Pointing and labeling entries

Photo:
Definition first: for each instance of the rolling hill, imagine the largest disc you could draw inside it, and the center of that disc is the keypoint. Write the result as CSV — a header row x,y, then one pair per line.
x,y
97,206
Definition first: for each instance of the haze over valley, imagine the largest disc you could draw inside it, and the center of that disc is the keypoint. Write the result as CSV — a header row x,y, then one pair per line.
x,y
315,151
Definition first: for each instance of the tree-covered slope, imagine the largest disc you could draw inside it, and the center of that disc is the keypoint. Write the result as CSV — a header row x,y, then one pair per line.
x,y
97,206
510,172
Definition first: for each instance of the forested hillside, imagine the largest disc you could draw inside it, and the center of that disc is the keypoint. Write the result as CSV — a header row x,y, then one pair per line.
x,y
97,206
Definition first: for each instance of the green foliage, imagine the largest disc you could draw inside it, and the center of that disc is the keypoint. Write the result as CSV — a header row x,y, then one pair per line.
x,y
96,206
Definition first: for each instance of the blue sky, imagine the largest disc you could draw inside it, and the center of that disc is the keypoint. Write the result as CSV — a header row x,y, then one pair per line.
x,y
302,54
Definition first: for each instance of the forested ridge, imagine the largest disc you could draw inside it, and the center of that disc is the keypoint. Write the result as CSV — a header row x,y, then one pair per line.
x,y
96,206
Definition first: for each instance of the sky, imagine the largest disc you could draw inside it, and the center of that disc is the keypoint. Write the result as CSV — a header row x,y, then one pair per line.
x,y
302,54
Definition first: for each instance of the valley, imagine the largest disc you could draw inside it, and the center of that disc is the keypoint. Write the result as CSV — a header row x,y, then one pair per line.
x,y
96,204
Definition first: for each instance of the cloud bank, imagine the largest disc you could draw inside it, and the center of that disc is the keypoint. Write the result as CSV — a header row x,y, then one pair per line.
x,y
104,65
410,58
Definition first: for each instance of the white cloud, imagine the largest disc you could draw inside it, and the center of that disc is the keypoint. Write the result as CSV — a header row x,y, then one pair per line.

## PROBLEM TO SOLVE
Copy out every one of the entries above word for word, keeping them in their original order.

## ANSWER TO THE EXERCISE
Photo:
Definition first: for each instance of the rolling hill, imagine the largest disc you could draw inside it, and the center of that disc is the keypoint. Write the result as CSV — a header row x,y, then one pair per line.
x,y
97,206
Definition first: for each instance of the haze over valley, imagine the largest disc you could draw inside it, and the center of that disc is the keypoint. Write the result as CSV — a header row x,y, then one pair per line.
x,y
315,151
Definition first: for each instance of the tree-covered slope, imagine the largest disc you could draw inside it, and the center of that disc is the keypoint. Write the result as CSV — a header row x,y, then one pair per line.
x,y
97,206
510,172
Definition first: for each instance of the forested hillside, imagine the largest disc you could draw inside it, and the center of that disc is the keypoint. Write the result as CSV — a header row x,y, then one pair per line.
x,y
97,206
Definition first: for each instance of the green foliage, imagine the largest disc you could draw inside it, and the center of that disc is the keypoint. Write the result as CSV — a header row x,y, then one pair per line.
x,y
96,206
Definition first: for each instance of the blue sky, imagine the largest disc you could draw inside it, and the center of that disc is the keypoint. Write the result as CSV — a header row x,y, then one pair per line.
x,y
302,54
Definition first: for each instance of the forested ridge, imagine the largest disc you could draw inside it, and the center of that disc is the keypoint. Write the result as CSV — a header row x,y, then one pair per line.
x,y
96,206
Definition first: for each instance of the sky, imagine the largest disc you could draw inside it, and the center of that disc is the keypoint. Write the result as CSV — a header row x,y, then one pair per line.
x,y
302,54
Definition first: for each instance of the valley, imagine the largest disc you could draw inside it, and the center of that disc is the keypoint. Write the result as CSV — a header row x,y, then one pair per line.
x,y
96,204
Definition first: for each instance of the cloud bank, imagine the largest disc you could draw inside it, and the center of that disc is the keypoint. Write the result as CSV — a header row x,y, then one pair per line.
x,y
104,65
410,58
Definition first: for each instance of the white cloud, imagine the largest disc you could draw inside it, and the center of that disc is the keypoint. Write the result as CSV — a header row x,y, then one pair per line.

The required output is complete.